**Supplied passage**
▽

# Is there a positional numeral system for Carnot groups?

I advertise here a question I posed on mathoverflow, then I shall give a motivation for this question.

In the following is a reproduction of  the question (thanks for all useful comments, read them at mathoverflow) (slight modification of the title of the question here)

What is the computational complexity of multiplication in a Carnot group?

Background:  A Carnot group is a real nilpotent Lie group $N$ whose Lie algebra $Lie(N)$ admits a direct sum decomposition

$Lie(N) = V_{1}+ ... + V_{m}$

such that if $i+j \leq m$ then  $[V_{i}, V_{j}] \subset V_{i+j}$,   otherwise $[V_{i}, V_{j}] = 0$.

Moreover, it is required that $V_{1}$ generates the whole Lie algebra $Lie(N)$.

Detailed question: What is the computational complexity of multiplication  in $N$, as a function of $m$, $dim V_{1}$, … , $dim V_{m}$?

More background:

1. “Computational complexity” means giving an estimate for the running time of an algorithm for performing the multiplication operation.I am looking for nontrivial estimates, better than, for example, the one coming from matrix multiplication.Exponentiation and logarithms are not taken into account (one variant of thinking is to use BCH formula for multiplication, with a finite number of terms due to nilpotency, other variant would be to use the remark from example 2.4 below and think about multiplication as matrix multiplication).

2. Examples of Carnot groups:

2.1. When $m=1$, this is a real vector space and the multiplication operation is just addition of vectors (thus the complexity of the  multiplication operation is the one of the addition of vectors, much less than the one of matrix multiplication).

2.2. When $m=2$, the simplest example is the Heisenberg group [see posts here about it] .

△

**Provided material**
▽

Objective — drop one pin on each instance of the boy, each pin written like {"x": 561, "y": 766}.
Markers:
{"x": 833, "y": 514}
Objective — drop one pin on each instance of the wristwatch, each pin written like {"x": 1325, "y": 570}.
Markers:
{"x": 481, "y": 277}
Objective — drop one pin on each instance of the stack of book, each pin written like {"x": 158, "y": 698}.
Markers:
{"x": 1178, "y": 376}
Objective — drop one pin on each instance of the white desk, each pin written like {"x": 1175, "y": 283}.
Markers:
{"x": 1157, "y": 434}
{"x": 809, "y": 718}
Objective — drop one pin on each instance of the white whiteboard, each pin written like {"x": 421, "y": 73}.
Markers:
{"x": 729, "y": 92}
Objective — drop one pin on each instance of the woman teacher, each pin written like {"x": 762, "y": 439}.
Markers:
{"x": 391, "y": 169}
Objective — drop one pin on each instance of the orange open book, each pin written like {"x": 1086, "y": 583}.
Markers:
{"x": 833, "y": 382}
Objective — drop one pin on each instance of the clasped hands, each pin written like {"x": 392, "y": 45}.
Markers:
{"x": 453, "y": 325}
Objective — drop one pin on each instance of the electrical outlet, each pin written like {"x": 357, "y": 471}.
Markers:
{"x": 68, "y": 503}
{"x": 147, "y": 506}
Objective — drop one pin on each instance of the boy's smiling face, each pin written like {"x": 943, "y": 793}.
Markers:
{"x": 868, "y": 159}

△

**Exercise details**
Reproduce word for word everything in the Carnot group post from "2.1. When $m=1$, this" down to "here about it] .".

**Finished exercise**
2.1. When $m=1$, this is a real vector space and the multiplication operation is just addition of vectors (thus the complexity of the  multiplication operation is the one of the addition of vectors, much less than the one of matrix multiplication).

2.2. When $m=2$, the simplest example is the Heisenberg group [see posts here about it] .